• Aim:
Reproduce all of the data that follows, character for character.
+ + + +
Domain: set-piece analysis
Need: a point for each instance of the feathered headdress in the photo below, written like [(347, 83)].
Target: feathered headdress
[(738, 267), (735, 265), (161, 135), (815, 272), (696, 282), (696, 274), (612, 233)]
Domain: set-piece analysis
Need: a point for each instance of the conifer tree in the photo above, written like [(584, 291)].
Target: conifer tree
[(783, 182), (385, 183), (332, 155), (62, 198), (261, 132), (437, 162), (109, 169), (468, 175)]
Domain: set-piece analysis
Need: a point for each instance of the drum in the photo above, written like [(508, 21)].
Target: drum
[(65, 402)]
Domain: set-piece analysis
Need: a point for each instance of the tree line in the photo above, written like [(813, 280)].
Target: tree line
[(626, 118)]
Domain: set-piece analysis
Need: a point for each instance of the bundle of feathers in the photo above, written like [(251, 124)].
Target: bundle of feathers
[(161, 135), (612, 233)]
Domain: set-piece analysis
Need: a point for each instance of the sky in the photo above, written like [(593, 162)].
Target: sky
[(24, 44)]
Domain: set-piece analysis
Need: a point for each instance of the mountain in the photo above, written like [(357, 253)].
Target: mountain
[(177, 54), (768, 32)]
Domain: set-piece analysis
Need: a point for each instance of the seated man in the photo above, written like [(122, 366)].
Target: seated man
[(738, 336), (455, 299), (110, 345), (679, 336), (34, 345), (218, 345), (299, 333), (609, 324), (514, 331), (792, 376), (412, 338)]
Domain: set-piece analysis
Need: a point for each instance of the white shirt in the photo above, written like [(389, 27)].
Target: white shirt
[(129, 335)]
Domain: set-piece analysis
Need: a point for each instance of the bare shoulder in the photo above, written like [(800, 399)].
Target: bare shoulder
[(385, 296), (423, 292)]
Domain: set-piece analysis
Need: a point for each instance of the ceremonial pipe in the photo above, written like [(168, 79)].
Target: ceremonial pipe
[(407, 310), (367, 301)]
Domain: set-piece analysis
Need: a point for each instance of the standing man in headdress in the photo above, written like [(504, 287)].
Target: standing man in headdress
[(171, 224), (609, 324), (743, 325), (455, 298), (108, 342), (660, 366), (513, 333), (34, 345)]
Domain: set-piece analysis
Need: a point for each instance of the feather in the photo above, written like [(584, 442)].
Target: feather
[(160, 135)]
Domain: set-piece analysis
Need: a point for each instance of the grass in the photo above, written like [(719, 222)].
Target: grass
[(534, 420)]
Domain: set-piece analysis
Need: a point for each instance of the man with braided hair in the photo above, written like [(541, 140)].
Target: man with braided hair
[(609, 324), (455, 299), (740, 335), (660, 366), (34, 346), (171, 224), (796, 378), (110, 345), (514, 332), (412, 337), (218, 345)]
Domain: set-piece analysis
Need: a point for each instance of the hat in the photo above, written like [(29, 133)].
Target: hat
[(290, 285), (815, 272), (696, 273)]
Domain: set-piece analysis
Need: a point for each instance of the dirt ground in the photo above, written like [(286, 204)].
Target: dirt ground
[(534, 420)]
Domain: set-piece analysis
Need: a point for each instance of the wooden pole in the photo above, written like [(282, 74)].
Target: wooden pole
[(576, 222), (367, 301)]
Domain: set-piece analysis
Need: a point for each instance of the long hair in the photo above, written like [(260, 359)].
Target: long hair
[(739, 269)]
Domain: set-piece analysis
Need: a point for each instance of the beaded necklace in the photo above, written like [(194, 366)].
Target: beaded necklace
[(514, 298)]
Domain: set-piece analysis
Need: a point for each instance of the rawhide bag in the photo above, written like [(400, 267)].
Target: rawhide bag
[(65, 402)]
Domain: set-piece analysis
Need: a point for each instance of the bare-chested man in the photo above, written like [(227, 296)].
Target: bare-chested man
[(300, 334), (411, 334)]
+ + + +
• Answer:
Domain: set-piece analysis
Need: a point for each instance of the feathered headdress in the photo below, written like [(347, 83)].
Target: feathered headdress
[(738, 267), (735, 265), (161, 135), (815, 272), (696, 282), (696, 274), (612, 233)]
Domain: set-piece analysis
Need: a point for each instance of the conifer tree in the photo above, written like [(584, 291)].
Target: conifer tree
[(783, 182), (385, 183), (332, 155), (62, 198), (261, 132), (437, 162), (109, 169), (468, 175)]
Domain: set-piece analysis
Need: a point for each instance of the drum in the photo above, written like [(508, 21)].
Target: drum
[(65, 402)]
Domain: set-piece analysis
Need: a point for each instance of the tree line in the photo above, written like [(813, 280)].
Target: tree line
[(626, 118)]
Domain: set-piece analysis
Need: a point for each instance of the bundle of feathers in the photo above, written like [(251, 124)].
Target: bundle of feathers
[(161, 135), (612, 233)]
Domain: set-piece analysis
Need: a point for each instance of the sky in the photo above, written like [(593, 162)].
Target: sky
[(24, 44)]
Domain: set-piece analysis
Need: a point for each instance of the mountain in the photo above, written like [(357, 253)].
Target: mountain
[(177, 54), (768, 32)]
Domain: set-piece analysis
Need: a point for each instance of the seated man in the photo above, written like [(122, 366)].
Target: seated man
[(738, 336), (455, 299), (110, 345), (679, 336), (34, 345), (218, 345), (299, 333), (609, 324), (514, 331), (792, 376), (412, 338)]
Domain: set-piece analysis
Need: a point for each instance of the white shirt in the photo above, written like [(389, 27)].
Target: white shirt
[(129, 335)]
Domain: set-piece analysis
Need: a point for each instance of the bare shoulder in the photo above, written like [(800, 399)].
Target: bare shoulder
[(385, 296), (423, 292)]
Domain: set-piece analysis
Need: a point for each instance of the ceremonial pipe in the photo above, written like [(168, 79)].
Target: ceremonial pipe
[(407, 310), (367, 301)]
Domain: set-piece analysis
Need: a point for each instance of the standing man in headdress in the photo above, written like [(504, 287)].
Target: standing man in headdress
[(171, 224), (609, 324), (743, 325), (455, 298), (108, 342), (660, 366), (513, 333), (34, 345)]
Domain: set-piece analysis
Need: a point for each instance of the feather in the photo above, written like [(584, 442)].
Target: feather
[(160, 135)]
Domain: set-piece analysis
Need: a point for each instance of the grass in the photo above, written like [(719, 222)].
Target: grass
[(534, 420)]
Domain: set-piece analysis
Need: a point for each instance of the man with braided hair in the photo above, written like [(541, 140)].
Target: man with braided hair
[(609, 324), (455, 299), (740, 335), (660, 366), (34, 346), (171, 224), (796, 378), (110, 345), (514, 332), (412, 337), (218, 345)]
Domain: set-piece analysis
Need: a point for each instance of the hat in the photo above, written like [(29, 133)].
Target: hat
[(290, 285), (815, 272), (696, 273)]
Domain: set-piece analysis
Need: a point for each instance of the dirt ground in the photo above, written like [(286, 204)].
Target: dirt ground
[(534, 420)]
Domain: set-piece analysis
Need: a point for each instance of the wooden pole in the photo above, written like [(282, 74)].
Target: wooden pole
[(576, 222), (367, 301)]
Domain: set-piece analysis
Need: a point for each instance of the long hair in the photo above, written like [(260, 359)].
Target: long hair
[(739, 269)]
Domain: set-piece analysis
Need: a point for each instance of the beaded necklace in the photo above, written like [(194, 366)].
Target: beaded necklace
[(514, 298)]
Domain: set-piece analysis
Need: a point for each instance of the rawhide bag in the photo above, written like [(400, 267)].
Target: rawhide bag
[(65, 402)]
Domain: set-piece analysis
Need: a point for each instance of the bare-chested man in the photo above, written like [(227, 296)].
Target: bare-chested man
[(300, 334), (411, 334)]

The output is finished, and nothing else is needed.